> **Data provided**

- - - -

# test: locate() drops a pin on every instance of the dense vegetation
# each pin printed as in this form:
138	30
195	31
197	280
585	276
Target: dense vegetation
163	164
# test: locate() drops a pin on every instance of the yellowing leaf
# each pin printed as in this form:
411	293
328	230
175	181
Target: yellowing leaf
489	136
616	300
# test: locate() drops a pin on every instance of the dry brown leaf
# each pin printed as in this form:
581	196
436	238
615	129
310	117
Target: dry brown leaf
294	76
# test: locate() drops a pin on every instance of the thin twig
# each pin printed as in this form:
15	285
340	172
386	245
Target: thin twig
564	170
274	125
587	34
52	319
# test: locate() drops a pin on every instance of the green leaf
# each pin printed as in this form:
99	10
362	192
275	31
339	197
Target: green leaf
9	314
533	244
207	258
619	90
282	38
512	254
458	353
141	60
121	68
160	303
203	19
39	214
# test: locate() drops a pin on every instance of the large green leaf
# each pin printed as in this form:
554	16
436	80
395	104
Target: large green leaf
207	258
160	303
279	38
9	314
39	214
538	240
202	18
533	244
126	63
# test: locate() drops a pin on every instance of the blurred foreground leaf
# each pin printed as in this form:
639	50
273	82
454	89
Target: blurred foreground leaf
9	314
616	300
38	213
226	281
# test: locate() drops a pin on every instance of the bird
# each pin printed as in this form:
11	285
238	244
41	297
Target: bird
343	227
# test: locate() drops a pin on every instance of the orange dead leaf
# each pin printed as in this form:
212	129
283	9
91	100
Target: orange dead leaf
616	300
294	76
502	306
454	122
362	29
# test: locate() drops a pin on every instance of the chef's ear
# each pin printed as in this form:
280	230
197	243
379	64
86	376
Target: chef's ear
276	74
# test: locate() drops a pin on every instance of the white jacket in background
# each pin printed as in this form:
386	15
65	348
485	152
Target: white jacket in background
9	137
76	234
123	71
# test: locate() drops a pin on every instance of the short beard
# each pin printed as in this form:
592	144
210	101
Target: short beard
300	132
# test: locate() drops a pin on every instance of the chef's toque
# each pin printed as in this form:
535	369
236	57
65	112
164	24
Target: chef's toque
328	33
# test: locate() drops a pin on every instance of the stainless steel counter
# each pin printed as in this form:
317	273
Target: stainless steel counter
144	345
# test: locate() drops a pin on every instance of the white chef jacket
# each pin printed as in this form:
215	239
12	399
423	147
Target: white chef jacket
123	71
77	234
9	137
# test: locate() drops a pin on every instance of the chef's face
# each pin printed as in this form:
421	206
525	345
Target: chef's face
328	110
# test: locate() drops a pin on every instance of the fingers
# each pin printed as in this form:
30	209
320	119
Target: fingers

- - - -

> **Your goal**
Quote only the lines from the line containing "the large green leaf" through the end of the entries, keeping the first and the last.

> **Result of this task**
# test: locate() drops a pin on every instance of the large green leaf
# each pin printed as in this form:
554	16
436	80
395	104
Target: large green leaf
207	258
160	303
279	38
9	314
39	214
538	240
202	18
533	244
126	63
# test: locate() drops a pin on every instance of the blurred foreground leaf
# each pin printed as in this form:
639	50
273	82
454	89
Target: blurred foreground leaf
9	314
616	300
38	213
226	281
# test: locate() drops a pin on every instance of the bird
# each pin printed as in this form:
11	285
238	244
41	297
Target: bird
343	227
# test: locate() drops a pin on every instance of the orange dead leaf
# each pin printed as in this form:
212	129
283	9
91	100
Target: orange dead leaf
616	300
294	76
502	306
454	122
362	29
# test: locate() drops a pin on every instance of the chef's ear
# each pin printed as in this form:
280	230
197	243
379	64
86	376
Target: chef's ear
276	74
# test: locate() drops a pin on every instance of the white jacket in background
# each pin printed as in this form:
386	15
65	348
485	152
Target: white jacket in background
9	137
76	234
123	71
# test: locate() drops a pin on every instance of the short beard
# each pin printed as in this form:
592	144
210	101
Target: short beard
300	132
# test: locate() drops a pin on every instance of the chef's toque
# each pin printed as in this form:
535	369
236	57
65	112
164	24
Target: chef's toque
328	33
# test: locate() drops a pin on every instance of the stainless steel counter
# each pin printed as in this form:
317	273
Target: stainless steel counter
144	345
# test: locate() drops a pin on every instance of the white chef jacket
# each pin printed as in this form:
215	239
12	399
423	147
Target: white chef jacket
123	71
77	234
9	137
# test: locate() drops a pin on every instance of the chef's face
# each pin printed as in this form:
421	206
525	345
Target: chef's face
328	110
# test: locate() drops a pin on every instance of the fingers
# each pin printed as in this form:
30	209
320	119
Target: fingers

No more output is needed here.